Stated problem:
Rewrite the lines below, replacing every "photograph" with "image" and changing nothing else. Leave the pictures out of your version.

Exercise inputs:
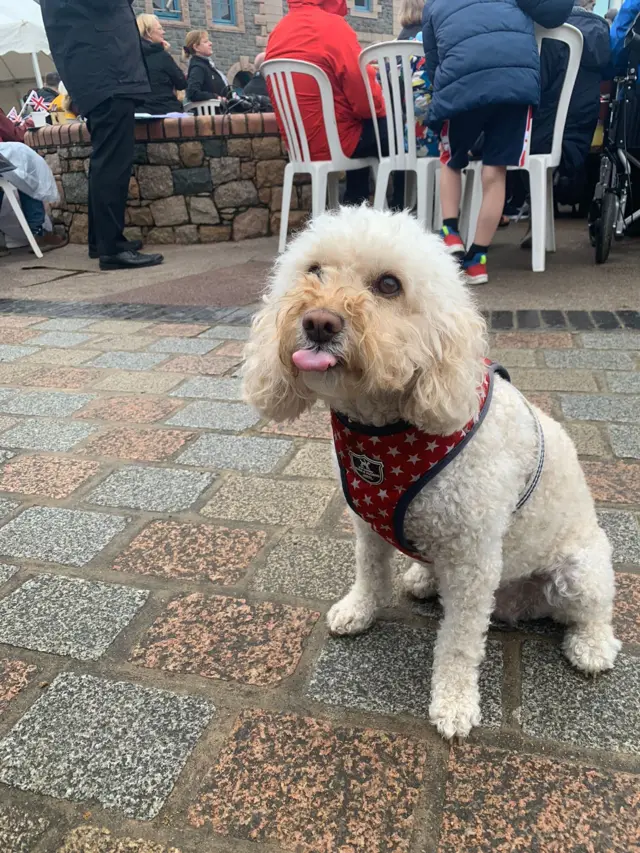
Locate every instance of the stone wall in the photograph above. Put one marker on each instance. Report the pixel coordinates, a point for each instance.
(195, 180)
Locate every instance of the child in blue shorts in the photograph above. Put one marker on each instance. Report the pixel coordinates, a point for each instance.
(483, 60)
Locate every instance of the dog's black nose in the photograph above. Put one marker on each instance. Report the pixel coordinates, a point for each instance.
(321, 326)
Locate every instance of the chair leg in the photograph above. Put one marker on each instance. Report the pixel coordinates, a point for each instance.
(12, 197)
(382, 183)
(287, 189)
(550, 243)
(539, 211)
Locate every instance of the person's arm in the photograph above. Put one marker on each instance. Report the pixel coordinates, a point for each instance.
(175, 73)
(195, 83)
(547, 13)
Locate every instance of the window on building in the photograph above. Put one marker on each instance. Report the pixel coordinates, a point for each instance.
(167, 9)
(224, 12)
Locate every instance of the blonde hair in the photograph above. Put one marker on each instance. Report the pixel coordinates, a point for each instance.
(145, 22)
(411, 12)
(192, 40)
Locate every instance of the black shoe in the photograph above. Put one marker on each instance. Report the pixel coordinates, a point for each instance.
(129, 260)
(127, 246)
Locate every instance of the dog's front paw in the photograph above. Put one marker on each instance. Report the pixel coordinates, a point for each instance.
(454, 716)
(351, 615)
(419, 582)
(591, 649)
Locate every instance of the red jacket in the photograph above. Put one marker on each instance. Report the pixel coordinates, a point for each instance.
(315, 31)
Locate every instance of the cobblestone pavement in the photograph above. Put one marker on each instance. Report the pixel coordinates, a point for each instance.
(167, 682)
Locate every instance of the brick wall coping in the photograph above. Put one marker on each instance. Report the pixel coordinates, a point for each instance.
(158, 130)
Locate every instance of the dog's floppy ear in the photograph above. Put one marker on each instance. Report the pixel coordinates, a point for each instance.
(444, 394)
(269, 375)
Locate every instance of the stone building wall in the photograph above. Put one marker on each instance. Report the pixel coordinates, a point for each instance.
(195, 180)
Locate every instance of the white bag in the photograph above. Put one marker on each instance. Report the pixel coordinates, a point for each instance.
(31, 175)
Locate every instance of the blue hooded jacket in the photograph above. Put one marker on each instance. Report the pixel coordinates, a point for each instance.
(482, 52)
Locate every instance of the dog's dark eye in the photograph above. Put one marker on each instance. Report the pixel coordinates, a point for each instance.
(387, 285)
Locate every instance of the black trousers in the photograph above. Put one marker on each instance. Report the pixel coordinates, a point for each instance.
(112, 128)
(357, 180)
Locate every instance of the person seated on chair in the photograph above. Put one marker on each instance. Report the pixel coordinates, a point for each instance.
(204, 81)
(165, 77)
(489, 89)
(33, 209)
(315, 31)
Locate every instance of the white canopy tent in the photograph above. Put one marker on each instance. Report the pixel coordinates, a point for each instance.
(24, 50)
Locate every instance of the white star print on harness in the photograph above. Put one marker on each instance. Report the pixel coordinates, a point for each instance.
(384, 468)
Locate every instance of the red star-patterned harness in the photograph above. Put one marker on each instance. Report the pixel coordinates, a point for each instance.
(384, 468)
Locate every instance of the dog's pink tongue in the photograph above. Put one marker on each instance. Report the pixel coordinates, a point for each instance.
(306, 359)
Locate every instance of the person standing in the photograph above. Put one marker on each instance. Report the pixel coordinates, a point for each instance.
(96, 48)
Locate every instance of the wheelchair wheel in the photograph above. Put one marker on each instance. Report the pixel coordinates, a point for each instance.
(605, 225)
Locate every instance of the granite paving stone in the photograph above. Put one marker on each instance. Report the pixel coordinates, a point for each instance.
(590, 359)
(597, 408)
(60, 339)
(183, 346)
(151, 489)
(308, 566)
(46, 476)
(588, 439)
(47, 434)
(227, 638)
(624, 383)
(613, 482)
(15, 675)
(501, 802)
(206, 386)
(142, 445)
(67, 616)
(177, 330)
(625, 440)
(53, 404)
(310, 786)
(12, 352)
(388, 669)
(316, 423)
(177, 550)
(138, 410)
(205, 365)
(59, 535)
(64, 324)
(20, 831)
(314, 459)
(6, 572)
(623, 530)
(626, 613)
(561, 703)
(94, 839)
(227, 333)
(128, 360)
(212, 450)
(137, 382)
(266, 502)
(113, 742)
(611, 340)
(206, 415)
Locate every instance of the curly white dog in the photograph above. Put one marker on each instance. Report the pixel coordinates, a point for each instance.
(367, 312)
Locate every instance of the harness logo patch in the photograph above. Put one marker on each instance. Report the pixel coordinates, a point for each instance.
(369, 470)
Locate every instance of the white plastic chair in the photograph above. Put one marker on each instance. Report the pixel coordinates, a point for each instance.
(204, 108)
(324, 173)
(11, 194)
(393, 59)
(539, 166)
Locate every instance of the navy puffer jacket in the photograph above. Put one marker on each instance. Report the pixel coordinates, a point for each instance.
(482, 52)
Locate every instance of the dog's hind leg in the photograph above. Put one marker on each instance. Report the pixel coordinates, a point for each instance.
(419, 581)
(357, 610)
(582, 592)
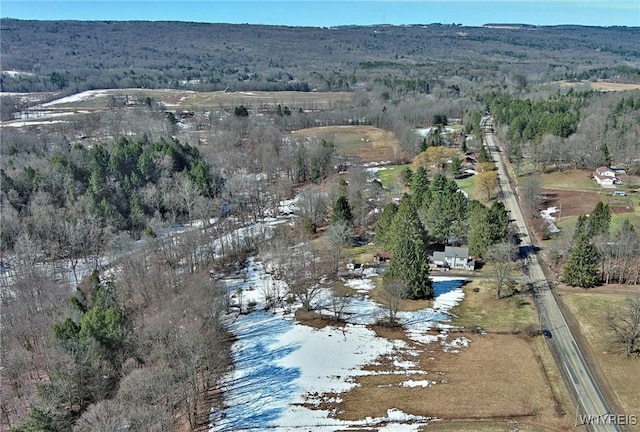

Answer to this task:
Locate every instance of the stone wall in the image above. Put one marker on each instance. Report the pixel coordinates, a point for each instance.
(195, 180)
Locate every instance of the child in blue shorts in the image above. Put one marker on each instance. Report the pixel coordinates, a point for each instance.
(483, 60)
Locate every instance of the dog's black nose in the image above. Put one marker on each instance. Report the pixel coordinates, a point for each instance.
(321, 326)
Locate every instance of the chair leg in the image above. Put one marker on each instance. Report the pixel coordinates, a point for each instance.
(12, 197)
(382, 183)
(287, 189)
(550, 243)
(539, 211)
Locate every instance of the person's arm in the image above. Put one marker on each instance. Report the pixel coordinates, a point for each instance.
(175, 73)
(195, 83)
(547, 13)
Locate every instance of the window on building in the image above. Put one marker on each instance. Report the pixel coordinates, a point for each instance.
(167, 9)
(224, 12)
Locate every instance of the blonde hair in the image above. Put one marker on each instance. Report the pixel coordinates, a point for each instance.
(145, 22)
(411, 12)
(192, 40)
Locate every instance of the black shoe in the image above. Put one marker on each instance. Report the pixel coordinates, a point for each instance.
(129, 260)
(127, 246)
Locate every instance of the dog's front paw in the image above. Put one marker on each instance. Report the pixel coordinates, a point for each instance.
(454, 716)
(351, 615)
(419, 582)
(591, 649)
Locate every instance of the red jacket in the image above. Put one marker on each instance. Report the pixel coordinates, a point for each instance.
(315, 31)
Locate every instance of the cobblestone pavement in the image above. Put one marker on each instance. Report the pixel coordinates, a point for each instance.
(167, 682)
Locate every instance of the brick wall coping in the image above. Put one marker on each instance. Report the pixel coordinates, a point for each instance.
(158, 130)
Locate every instance of the dog's floppy ear in the image above. Put one marker on each instance. Report the pixel coordinates, a point for each instance.
(444, 394)
(269, 375)
Locate every instance of the stone building wall in the image above. Put one marker on each instance. Report the pixel coordinates, a point for each instance.
(195, 180)
Locate every instance of the white bag in the image above. Put one marker on each instance. Report the pixel coordinates, a point for each instance.
(31, 175)
Locate every instance of the blue hooded jacket in the image above. Put one marker on each instance. Report the pixel coordinates, a point for each instance.
(482, 52)
Locate every instance of the dog's dark eye in the image above. Put one marker on each instance. Report the pixel coordinates, a point for each instance.
(387, 285)
Locate every instance of the black trousers in the image above. Put one marker on each instance. Report the pixel coordinates, a point for each instance.
(112, 128)
(357, 180)
Locate every instance of the person seated on chair in the image above. Put one marker on each instance. Report the pixel coordinates, a point for each instance.
(204, 81)
(165, 77)
(489, 89)
(33, 209)
(315, 31)
Locate every instance of the white canopy tent in the image above. Put one marker on each instance. Report the pixel coordinates, a point for each instance.
(24, 50)
Locate every instance of the white star print on harness in the image above. Put one marker on each instance. Report the pixel coordinates, a point for each instance.
(384, 468)
Locate every instance of the red star-patterned harness in the image above. Put one marker on each instance. Report the pixel coordinates, a point for each instance.
(384, 468)
Locate every instance of the dog's pink tongue in the image above. Put one marker on each instance. Report the pixel coordinates, a point for each instance.
(306, 359)
Locate every instance of the person standing in the image above. Put one marker on each instance. Report the pixel coordinates, a point for each instance.
(96, 48)
Locate every instance of the wheelchair wheel in the image above. Put one marker on each instance. Report the pixel coordinates, a point for each instance.
(605, 225)
Locate every instance of the granite paving stone in the image above. Put one marker on each instance. Report the pixel coordinates, a point for each instance.
(590, 359)
(597, 408)
(60, 339)
(183, 346)
(151, 489)
(308, 566)
(46, 476)
(588, 439)
(47, 434)
(227, 638)
(624, 383)
(613, 482)
(15, 675)
(501, 802)
(206, 386)
(142, 445)
(67, 616)
(177, 330)
(625, 440)
(53, 404)
(310, 786)
(12, 352)
(388, 669)
(316, 423)
(177, 550)
(138, 410)
(205, 365)
(59, 535)
(64, 324)
(20, 831)
(314, 459)
(6, 572)
(623, 530)
(626, 613)
(561, 703)
(94, 839)
(227, 333)
(128, 360)
(212, 450)
(137, 382)
(266, 502)
(113, 742)
(611, 340)
(206, 415)
Locate every instance of the curly white dog in the image above. Put one marker on each instance. Report the pixel coordinates, a point for each instance.
(367, 312)
Locate every instance of the harness logo patch in the image above. Put one marker on each instance. Report the pixel coordinates, a point for each instance.
(369, 470)
Locate every instance of the white plastic chair in the image above. Put one marker on each instance. Report the pixel coordinates, a point for each instance.
(204, 108)
(324, 173)
(11, 194)
(393, 59)
(539, 166)
Locate every instance of the navy puffer jacket in the image above. Put one marker on each instance. Report the pixel coordinates, a point for each instance.
(482, 52)
Locate every instance of the dog's hind leg in the image above. Put one marker on each instance. Report the pixel coordinates, a point for each instance.
(419, 581)
(357, 610)
(582, 592)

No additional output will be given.